| WORK ITEM |
For the entries below, say how many lines hold the word "snow", with the number as the only reply.

| SUPPLIED INFORMATION |
-- Opening Marker --
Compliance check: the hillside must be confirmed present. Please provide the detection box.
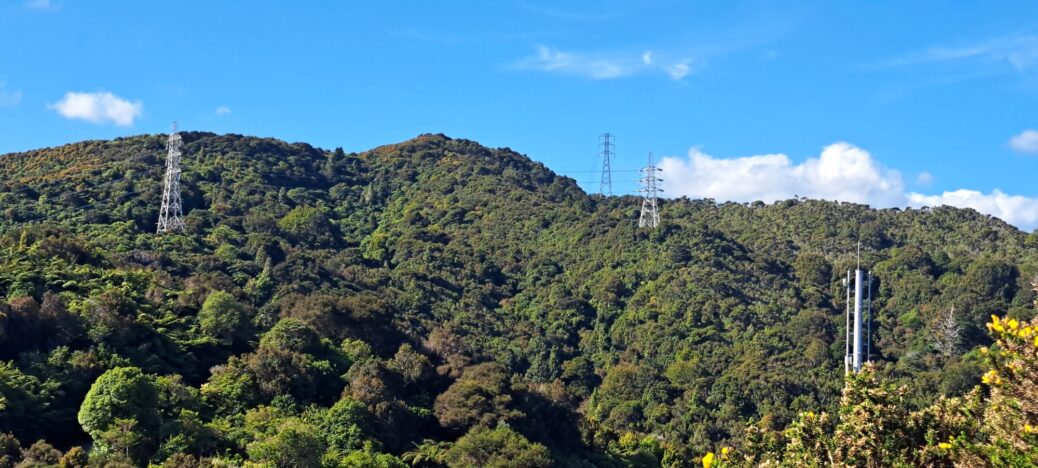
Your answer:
[0,132,1035,466]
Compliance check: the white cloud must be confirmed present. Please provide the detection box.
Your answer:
[907,190,1038,230]
[49,91,142,126]
[1009,129,1038,154]
[512,45,695,81]
[915,171,934,185]
[659,142,905,206]
[0,81,22,107]
[659,142,1038,230]
[215,106,232,115]
[664,61,692,80]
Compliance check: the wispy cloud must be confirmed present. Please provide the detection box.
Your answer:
[215,105,232,116]
[1009,129,1038,154]
[49,91,142,126]
[0,81,23,108]
[875,33,1038,73]
[24,0,58,11]
[513,45,629,79]
[508,14,789,82]
[659,142,1038,230]
[512,45,696,81]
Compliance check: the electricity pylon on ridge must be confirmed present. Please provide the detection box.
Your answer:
[157,121,185,234]
[638,152,662,229]
[599,133,614,195]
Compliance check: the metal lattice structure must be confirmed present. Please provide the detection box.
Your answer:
[157,122,185,234]
[599,133,614,195]
[638,152,662,228]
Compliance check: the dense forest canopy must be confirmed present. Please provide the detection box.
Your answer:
[0,132,1035,466]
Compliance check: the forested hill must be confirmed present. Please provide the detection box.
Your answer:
[0,132,1035,466]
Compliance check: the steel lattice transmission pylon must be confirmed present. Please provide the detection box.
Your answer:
[599,133,614,195]
[157,121,186,234]
[638,152,662,229]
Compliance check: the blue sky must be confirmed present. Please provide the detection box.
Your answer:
[3,1,1038,228]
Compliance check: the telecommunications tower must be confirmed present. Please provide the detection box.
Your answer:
[844,243,873,374]
[638,152,662,229]
[157,122,185,234]
[599,133,614,195]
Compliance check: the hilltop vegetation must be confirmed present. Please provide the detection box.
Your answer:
[0,132,1035,466]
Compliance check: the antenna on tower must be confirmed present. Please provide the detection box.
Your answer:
[638,152,662,229]
[857,240,861,269]
[157,121,186,234]
[599,133,614,195]
[845,246,873,374]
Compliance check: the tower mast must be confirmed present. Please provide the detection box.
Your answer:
[157,122,185,234]
[638,152,662,229]
[599,133,614,195]
[845,241,873,374]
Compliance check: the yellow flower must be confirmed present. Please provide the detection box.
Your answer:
[1025,424,1035,433]
[982,370,1000,385]
[721,447,731,456]
[938,442,952,450]
[1009,319,1020,331]
[990,315,1005,332]
[702,451,715,468]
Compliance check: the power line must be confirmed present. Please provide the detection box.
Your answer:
[560,169,641,174]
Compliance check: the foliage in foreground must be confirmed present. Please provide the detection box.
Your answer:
[709,311,1038,467]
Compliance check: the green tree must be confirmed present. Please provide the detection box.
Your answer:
[434,363,521,433]
[338,442,407,468]
[58,446,88,468]
[17,440,62,467]
[313,397,373,453]
[77,367,160,462]
[259,318,322,355]
[198,290,251,345]
[0,432,20,467]
[443,425,552,468]
[246,419,326,468]
[0,361,58,442]
[278,205,340,248]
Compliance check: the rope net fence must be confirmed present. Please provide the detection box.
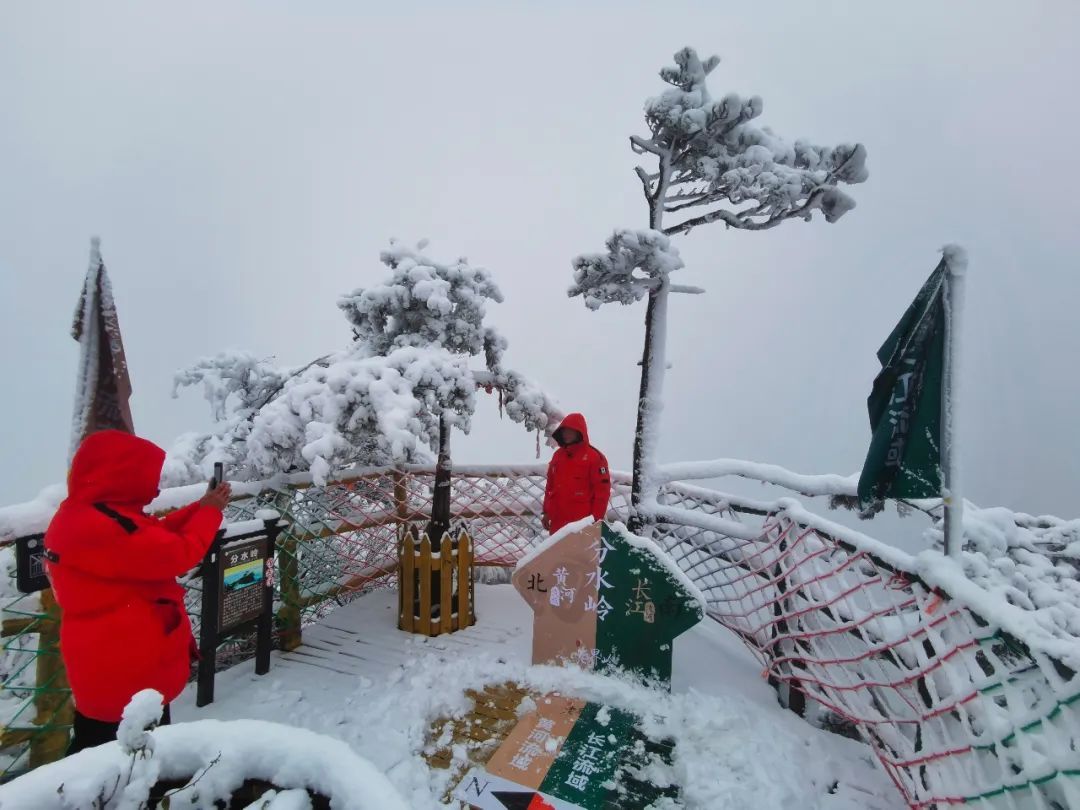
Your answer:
[0,465,1076,808]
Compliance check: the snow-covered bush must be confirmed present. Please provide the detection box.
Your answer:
[569,47,868,520]
[166,241,561,486]
[0,690,409,809]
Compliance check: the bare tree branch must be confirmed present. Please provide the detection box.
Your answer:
[634,166,654,203]
[630,135,665,156]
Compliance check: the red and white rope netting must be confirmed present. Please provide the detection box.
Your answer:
[222,467,1079,809]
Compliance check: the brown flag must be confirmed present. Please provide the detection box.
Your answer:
[69,238,135,460]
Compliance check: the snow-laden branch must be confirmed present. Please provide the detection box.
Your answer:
[568,229,684,310]
[167,241,557,485]
[633,47,868,236]
[472,367,564,434]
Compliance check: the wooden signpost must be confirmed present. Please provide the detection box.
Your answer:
[454,521,700,809]
[197,517,280,707]
[512,521,704,686]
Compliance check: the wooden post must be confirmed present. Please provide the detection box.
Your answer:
[29,589,72,768]
[466,531,476,625]
[271,489,302,652]
[768,531,806,717]
[255,520,279,676]
[400,527,474,637]
[457,530,473,629]
[440,536,453,635]
[392,470,409,538]
[276,532,302,652]
[399,531,416,633]
[418,535,432,637]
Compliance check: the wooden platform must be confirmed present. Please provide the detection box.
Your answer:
[177,585,905,810]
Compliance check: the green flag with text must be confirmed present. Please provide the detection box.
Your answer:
[857,258,947,507]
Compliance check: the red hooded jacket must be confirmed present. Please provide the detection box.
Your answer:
[44,431,223,722]
[542,413,611,533]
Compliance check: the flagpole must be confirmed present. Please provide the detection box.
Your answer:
[940,245,968,557]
-- Closing Marker --
| RESULT OF THE EXERCISE |
2